## EXCERPT PROVIDED:
☆ ☆ ☆ ☆ ☆

Cryptosporidium health alert issued in seaside town as 'hundreds' fall ill

A health warning has been issued in a UK seaside town after 'hundreds' of residents have reportedly fallen ill.

The outbreak is currently under investigation as 'hundreds' of people in Brixham, Devon, have shown symptoms consistent with cryptosporidium infection, a waterborne disease caused by a microscopic parasite. This illness is marked by severe watery diarrhoea, intense stomach pains, vomiting or nausea, mild fevers, and loss of appetite, lasting one to two weeks.

The UK Health Security Agency (UKHSA) said 22 cases of cryptosporidium have been confirmed so far. Other reported cases of diarrhoea and vomiting in residents and visitors to the south coast town are also under investigation and more confirmed cases of cryptosporidium are expected, the UKHSA said.


South West Water have issued a “boil water notice” for Alston and the Hillhead area of Brixham after water tests showed “small traces” of the parasite cryptosporidium, which causes sickness and diarrhoea. A primary school has also been forced to close due to not having drinking water.

In a statement today (May 16), Torbay Council said South West Water had opened two bottled water collection points. A spokesman said: “We are also aware that Eden Park Primary School have made the decision to close today due to not have drinking water. We are not aware of any other school closures.

“Our Public Health team issued general guidance about cryptosporidium to schools yesterday (Wednesday) including its symptoms, treatments and precautions that should be taken. South West Water is delivering bottles of water to schools and nurseries as well as continuing to distribute to their priority list.”

The water company previously said data from tests on Tuesday had shown treated water leaving its treatment works was not contaminated, but further tests taken overnight found small traces of cryptosporidium and it had issued the warning to boil water as a precaution. Residents are being urged to boil water and let it cool before drinking it, preparing or cooking food or cleaning their teeth, though the company said water can continue to be used as normal for washing, bathing and flushing the toilet.

In a statement, South West Water said: “We are working with public health partners to urgently investigate the source. We apologise for the inconvenience caused and will continue to keep customers and businesses updated.”

The company said bottled water stations will be set up in the affected areas as soon as possible, while vulnerable customers would get deliveries of bottled water to their homes. Anthony Mangnall, Conservative MP for Totnes and South Devon, urged South West Water to respond “faster” to the incident.

He tweeted: “South West Water’s response in Brixham needs to be faster. Residents should not have to be going without safe drinking water. I hope to see the system back up and running shortly & the compensation level increased beyond the current £15.”

UKHSA South West said it was working with Torbay Council, South West Water, NHS Devon and the Environment Agency to investigate.

Sarah Bird, consultant in health protection at UKHSA South West said: “We advise people in the affected areas to follow the advice from South West Water and boil their drinking water and allow to cool before use. Anyone with a diarrhoeal illness should drink plenty of water to prevent dehydration and if they have severe symptoms like bloody diarrhoea, they should contact NHS 111 or their GP surgery.

“Symptoms include watery diarrhoea, stomach pains, dehydration, weight loss and fever, which can last for two to three weeks.”

She warned that anyone can get the disease but it is most common in young children between one and five years old, and most healthy people will recover fully. People who catch the disease should stay off school or work for 48 hours after they stop being ill, and away from swimming pools for 14 days, she said.

The disease can be picked up directly from the faeces of another person or animal, from swimming in or drinking contaminated water, or even by eating contaminated food such as unwashed vegetables. Cryptosporidium in manure can contaminate fields, rivers and crops, officials warn.

☆ ☆ ☆ ☆ ☆

## SOURCE MATERIAL:

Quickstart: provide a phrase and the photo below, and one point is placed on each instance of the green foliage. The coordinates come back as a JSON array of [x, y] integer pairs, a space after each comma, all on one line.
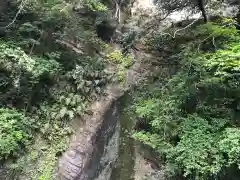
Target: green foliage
[[192, 119], [15, 131], [50, 69], [123, 62]]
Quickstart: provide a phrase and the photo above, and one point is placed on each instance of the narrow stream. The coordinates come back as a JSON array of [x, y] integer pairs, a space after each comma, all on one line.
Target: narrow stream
[[124, 169]]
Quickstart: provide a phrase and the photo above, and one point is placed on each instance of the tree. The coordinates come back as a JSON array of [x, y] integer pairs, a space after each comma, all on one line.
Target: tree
[[189, 5]]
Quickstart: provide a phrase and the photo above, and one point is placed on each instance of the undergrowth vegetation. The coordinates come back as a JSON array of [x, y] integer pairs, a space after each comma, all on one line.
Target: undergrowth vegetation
[[192, 119], [50, 70]]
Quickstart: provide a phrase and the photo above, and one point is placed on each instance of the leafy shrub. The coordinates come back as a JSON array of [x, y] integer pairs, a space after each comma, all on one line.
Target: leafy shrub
[[15, 131], [193, 118]]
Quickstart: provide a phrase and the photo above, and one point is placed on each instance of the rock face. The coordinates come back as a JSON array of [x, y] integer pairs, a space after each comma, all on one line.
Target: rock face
[[94, 148]]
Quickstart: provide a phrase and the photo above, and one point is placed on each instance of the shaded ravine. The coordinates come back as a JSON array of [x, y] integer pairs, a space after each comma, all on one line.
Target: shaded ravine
[[124, 169]]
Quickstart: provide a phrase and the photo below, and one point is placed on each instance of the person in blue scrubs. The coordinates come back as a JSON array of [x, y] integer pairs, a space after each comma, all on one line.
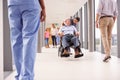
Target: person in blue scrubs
[[24, 20]]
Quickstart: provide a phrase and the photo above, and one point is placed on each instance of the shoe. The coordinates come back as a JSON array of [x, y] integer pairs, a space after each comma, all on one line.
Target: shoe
[[106, 58], [65, 55], [79, 55]]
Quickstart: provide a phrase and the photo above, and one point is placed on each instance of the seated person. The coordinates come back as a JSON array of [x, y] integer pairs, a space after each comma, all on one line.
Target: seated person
[[75, 21], [67, 34]]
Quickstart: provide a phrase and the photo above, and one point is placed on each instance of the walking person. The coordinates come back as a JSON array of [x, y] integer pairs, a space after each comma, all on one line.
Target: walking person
[[47, 35], [53, 35], [106, 16], [24, 20]]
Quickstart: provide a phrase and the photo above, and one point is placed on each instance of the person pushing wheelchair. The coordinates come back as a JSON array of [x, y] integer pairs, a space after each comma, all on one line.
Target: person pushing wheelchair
[[70, 35]]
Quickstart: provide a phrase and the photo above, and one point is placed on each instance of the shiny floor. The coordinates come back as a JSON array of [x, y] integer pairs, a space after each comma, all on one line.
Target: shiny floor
[[90, 67]]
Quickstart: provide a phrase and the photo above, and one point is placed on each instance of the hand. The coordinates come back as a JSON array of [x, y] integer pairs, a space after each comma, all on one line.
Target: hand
[[77, 33], [43, 15], [96, 24], [61, 34]]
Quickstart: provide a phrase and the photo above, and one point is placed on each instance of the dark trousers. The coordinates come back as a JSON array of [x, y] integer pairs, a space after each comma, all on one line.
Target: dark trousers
[[54, 40]]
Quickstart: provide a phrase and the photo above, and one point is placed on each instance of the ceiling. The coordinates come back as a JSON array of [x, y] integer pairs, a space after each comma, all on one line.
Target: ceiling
[[58, 10]]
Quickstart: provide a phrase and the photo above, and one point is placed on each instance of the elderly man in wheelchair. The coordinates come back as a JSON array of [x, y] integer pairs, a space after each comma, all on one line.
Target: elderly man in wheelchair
[[69, 36]]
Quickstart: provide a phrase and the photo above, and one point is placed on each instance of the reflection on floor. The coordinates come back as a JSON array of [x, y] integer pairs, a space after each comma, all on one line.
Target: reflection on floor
[[90, 67]]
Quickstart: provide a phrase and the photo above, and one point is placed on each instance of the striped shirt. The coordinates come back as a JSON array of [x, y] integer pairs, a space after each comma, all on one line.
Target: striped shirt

☆ ☆ ☆ ☆ ☆

## TASK 1:
Decide whether each statement below agrees with the article on the Brixham cryptosporidium outbreak. Answer yes or no for each, and quote the words from the article that settle it.
(a) The UKHSA said 22 cases of cryptosporidium had been confirmed so far.
(b) Residents were told not to use tap water for bathing.
(c) People who catch the disease should keep away from swimming pools for 48 hours.
## TASK 2:
Duplicate the part of the Brixham outbreak article starting at "In a statement today" and ending at "other school closures.", word for word.

## TASK SOLUTION 1:
(a) Yes: "The UK Health Security Agency (UKHSA) said 22 cases of cryptosporidium have been confirmed so far."
(b) No: "water can continue to be used as normal for washing, bathing and flushing the toilet."
(c) No: "away from swimming pools for 14 days"

## TASK SOLUTION 2:
In a statement today (May 16), Torbay Council said South West Water had opened two bottled water collection points. A spokesman said: “We are also aware that Eden Park Primary School have made the decision to close today due to not have drinking water. We are not aware of any other school closures.